### Extracted text:
· · ·
Given findings of previous studies on spatial attention (e.g. (Lalor et al., 2007; Kelly et al., 2008; Frey et al., 2010), we expect attentional modulation of the evoked responses during early cortical processing as represented by responses in the C1 and P1 time frame. Since evoked response kernels represent activity in early retinotopic cortex, which is very variable across participants (Ales et al., 2010a), the topographical distribution of peak activity was inconsistent across participants. For each stimulus location, we therefore selected two electrodes for each participant by determining mean activity across all four experimental conditions and selecting the two electrodes on the peak of the C1 and P1 topography, respectively. Therefore, for each participant and stimulus location, the two electrodes of interest were constant across experimental conditions. There is considerable variability of early visual cortical geometry between individuals and locations for which reliable C1 components can be elicited are participant-specific (Kelly et al., 2008). However we did have to present stimuli in the same stimulus locations for all participants to be able to examine the topographic distribution of attentional modulation. Therefore not all stimulus locations were optimal for observing C1 modulations.

The amplitude in the time-frame of the early components was extracted for each participant using the mean of a 20ms (C1) and 30ms (P1) window centered on the peak of the grand average. For the C1, the time range was 65 to 85ms, while for the P1 it was 110 to 140ms. These amplitudes were analyzed using repeated measures ANOVA (SPSS v.21.0) using attention (attended/unattended) and spotlight (split/non-split) as factors, as well as location (inner/outer) as a covariate.

Alpha oscillation analysis

An important aspect of providing evidence for a divided spotlight of attention is to examine the “landscape” of attentional modulation during the task (Jans et al., 2010). In the current study we examine the topographic distribution of attentional suppression for the different experimental conditions, because enhancive and suppressive effects of attention are tightly linked (Pinsk et al., 2004; Frey et al., 2010). Brain oscillations in the alpha (8–14Hz) range are known to index attentional suppression of regions of visual space (Foxe et al., 1998; Worden et al., 2000; Romei et al., 2010; Foxe and Snyder, 2011) and the topography of alpha power reflects which part of visual space needs to be ignored (Rihs et al., 2007). Since experimental trials are more than 2s long, we were able to analyze alpha amplitude and its topography concurrently with evoked activity. Alpha oscillations are not expected to be differentially affected by the m-sequence, as the flickering was present in all conditions and only task demands were varied.

For determining alpha amplitude EEG trial data were filtered between 8 and 13 Hz using a 4th order Butterworth filter. This band-pass filtered data was Hilbert-transformed and the absolute value taken. We removed the first and last 100ms of data of each trial, since these contained edge artefacts of the filter. For each time-point, the average of all different conditions was used as baseline. For displaying alpha topographies, the remaining 1.9s was averaged in order to yield one amplitude value per channel and trial. Alpha topographies were normalized (z-score) for every participant and the grand average of z-scores across participants is displayed.

A common finding for undivided spatial attention tasks is a lateralized increase in alpha amplitude when participants attend to one hemifield, with higher amplitude over the right hemisphere for the “attend right” condition and higher alpha amplitude over the left hemisphere for the “attend left” condition. Twelve participants had clean alpha oscillatory data that allowed us to quantify the number of topographic peaks and were included in the analysis of the number of peaks.
· · ·
### Source material:
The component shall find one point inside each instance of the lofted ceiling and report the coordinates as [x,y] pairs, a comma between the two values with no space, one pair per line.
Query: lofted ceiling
· · ·
### Exercise directions:
Please transcribe the part of the spatial attention text starting at "A common finding" and ending at "number of peaks.".

### Solution to the problem:
A common finding for undivided spatial attention tasks is a lateralized increase in alpha amplitude when participants attend to one hemifield, with higher amplitude over the right hemisphere for the “attend right” condition and higher alpha amplitude over the left hemisphere for the “attend left” condition. Twelve participants had clean alpha oscillatory data that allowed us to quantify the number of topographic peaks and were included in the analysis of the number of peaks.